How many lines in the items below contain the word "each"? Reply with the number alone.

Saved data entries
========

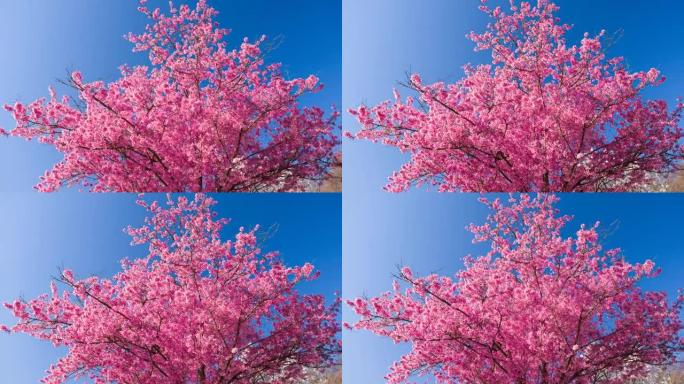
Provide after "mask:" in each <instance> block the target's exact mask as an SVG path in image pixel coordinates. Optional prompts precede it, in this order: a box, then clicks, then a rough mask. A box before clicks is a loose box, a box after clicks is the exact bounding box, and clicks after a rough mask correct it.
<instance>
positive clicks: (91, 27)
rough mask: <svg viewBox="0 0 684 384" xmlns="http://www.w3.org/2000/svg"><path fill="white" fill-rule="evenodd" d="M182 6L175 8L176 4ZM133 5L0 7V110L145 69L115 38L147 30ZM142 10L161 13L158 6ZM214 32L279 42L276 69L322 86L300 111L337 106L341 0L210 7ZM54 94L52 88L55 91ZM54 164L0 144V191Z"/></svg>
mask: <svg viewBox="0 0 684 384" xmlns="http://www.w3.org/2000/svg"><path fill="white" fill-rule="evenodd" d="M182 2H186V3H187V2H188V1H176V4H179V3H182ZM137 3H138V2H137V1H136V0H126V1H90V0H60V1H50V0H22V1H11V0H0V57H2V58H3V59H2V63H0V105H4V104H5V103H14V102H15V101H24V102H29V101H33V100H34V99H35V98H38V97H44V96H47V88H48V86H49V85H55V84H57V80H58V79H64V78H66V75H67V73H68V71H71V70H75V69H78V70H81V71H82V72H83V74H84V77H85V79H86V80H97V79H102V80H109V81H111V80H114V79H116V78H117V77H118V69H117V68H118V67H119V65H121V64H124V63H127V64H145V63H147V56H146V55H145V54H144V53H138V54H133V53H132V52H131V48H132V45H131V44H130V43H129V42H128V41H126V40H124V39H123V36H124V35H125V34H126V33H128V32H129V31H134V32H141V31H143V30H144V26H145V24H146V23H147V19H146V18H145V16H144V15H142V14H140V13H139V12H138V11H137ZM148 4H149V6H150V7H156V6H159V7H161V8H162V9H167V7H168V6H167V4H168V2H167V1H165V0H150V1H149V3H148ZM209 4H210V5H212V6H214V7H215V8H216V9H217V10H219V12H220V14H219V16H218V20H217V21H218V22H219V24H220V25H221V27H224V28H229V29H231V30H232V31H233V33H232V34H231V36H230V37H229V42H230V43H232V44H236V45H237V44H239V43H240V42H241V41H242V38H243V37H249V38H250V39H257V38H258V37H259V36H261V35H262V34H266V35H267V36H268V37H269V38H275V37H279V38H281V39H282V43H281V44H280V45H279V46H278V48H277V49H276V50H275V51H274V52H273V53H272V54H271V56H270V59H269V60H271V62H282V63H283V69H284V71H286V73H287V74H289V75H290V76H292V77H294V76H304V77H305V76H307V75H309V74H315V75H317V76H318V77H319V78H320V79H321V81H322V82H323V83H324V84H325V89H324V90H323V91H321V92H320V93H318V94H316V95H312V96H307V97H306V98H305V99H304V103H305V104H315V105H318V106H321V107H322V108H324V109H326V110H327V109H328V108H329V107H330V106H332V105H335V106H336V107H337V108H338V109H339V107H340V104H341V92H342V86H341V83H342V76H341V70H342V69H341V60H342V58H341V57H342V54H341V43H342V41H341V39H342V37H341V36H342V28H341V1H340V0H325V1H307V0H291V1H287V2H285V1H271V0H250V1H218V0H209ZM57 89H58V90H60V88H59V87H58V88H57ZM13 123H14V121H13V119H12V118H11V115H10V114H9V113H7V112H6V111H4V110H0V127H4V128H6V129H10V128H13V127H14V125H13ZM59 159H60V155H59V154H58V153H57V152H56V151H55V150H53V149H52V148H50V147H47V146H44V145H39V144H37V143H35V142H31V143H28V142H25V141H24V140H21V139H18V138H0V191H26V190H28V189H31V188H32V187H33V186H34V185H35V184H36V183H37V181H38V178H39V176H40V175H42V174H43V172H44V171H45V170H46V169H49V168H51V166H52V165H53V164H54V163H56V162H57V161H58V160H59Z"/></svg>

========

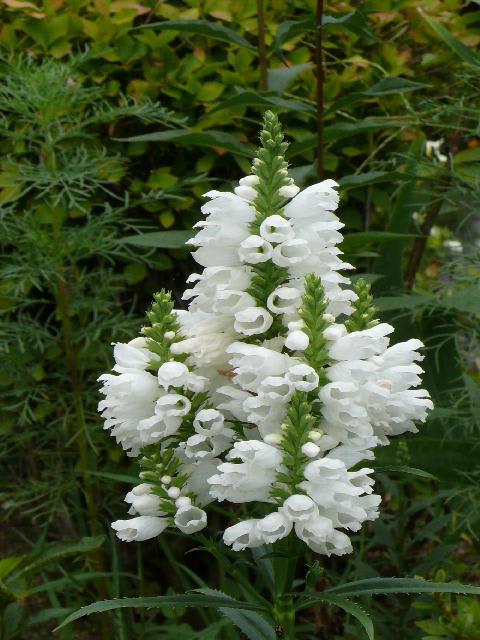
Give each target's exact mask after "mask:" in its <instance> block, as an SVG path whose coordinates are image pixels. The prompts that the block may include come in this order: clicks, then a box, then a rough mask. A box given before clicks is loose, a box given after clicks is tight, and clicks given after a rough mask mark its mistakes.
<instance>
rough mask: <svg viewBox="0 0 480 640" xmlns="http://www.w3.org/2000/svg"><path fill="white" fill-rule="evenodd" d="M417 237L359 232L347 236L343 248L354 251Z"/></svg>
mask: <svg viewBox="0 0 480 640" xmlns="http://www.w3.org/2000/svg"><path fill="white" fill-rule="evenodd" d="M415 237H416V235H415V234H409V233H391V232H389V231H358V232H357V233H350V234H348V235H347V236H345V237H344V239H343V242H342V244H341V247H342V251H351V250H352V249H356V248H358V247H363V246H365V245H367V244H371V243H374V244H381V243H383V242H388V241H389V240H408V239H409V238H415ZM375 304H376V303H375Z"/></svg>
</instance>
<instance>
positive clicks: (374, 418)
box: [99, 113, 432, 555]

========

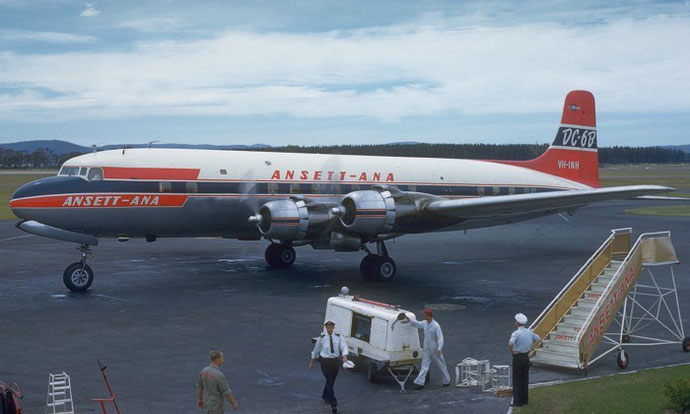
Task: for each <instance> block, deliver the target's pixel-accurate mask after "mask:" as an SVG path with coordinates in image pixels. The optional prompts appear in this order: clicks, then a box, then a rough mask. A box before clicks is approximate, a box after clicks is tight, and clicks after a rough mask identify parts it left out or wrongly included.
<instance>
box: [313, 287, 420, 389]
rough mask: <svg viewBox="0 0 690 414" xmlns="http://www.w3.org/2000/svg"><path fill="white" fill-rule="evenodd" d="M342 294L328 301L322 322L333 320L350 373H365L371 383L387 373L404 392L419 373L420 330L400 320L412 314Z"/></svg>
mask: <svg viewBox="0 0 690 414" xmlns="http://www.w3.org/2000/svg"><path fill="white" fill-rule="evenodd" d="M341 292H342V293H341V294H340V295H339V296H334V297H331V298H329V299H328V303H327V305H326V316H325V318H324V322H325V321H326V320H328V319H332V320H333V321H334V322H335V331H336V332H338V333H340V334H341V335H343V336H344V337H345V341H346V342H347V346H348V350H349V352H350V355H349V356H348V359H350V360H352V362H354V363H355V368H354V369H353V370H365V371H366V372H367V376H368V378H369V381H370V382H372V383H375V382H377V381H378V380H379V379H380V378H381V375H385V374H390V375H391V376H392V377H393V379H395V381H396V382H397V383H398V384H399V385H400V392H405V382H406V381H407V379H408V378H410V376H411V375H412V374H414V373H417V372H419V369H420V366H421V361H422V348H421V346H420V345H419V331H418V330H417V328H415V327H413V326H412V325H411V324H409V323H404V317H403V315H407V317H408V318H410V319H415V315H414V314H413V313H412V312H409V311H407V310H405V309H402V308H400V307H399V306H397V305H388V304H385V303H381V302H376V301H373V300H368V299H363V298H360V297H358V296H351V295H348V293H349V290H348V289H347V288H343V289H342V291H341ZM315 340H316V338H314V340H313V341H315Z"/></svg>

========

Answer below -
3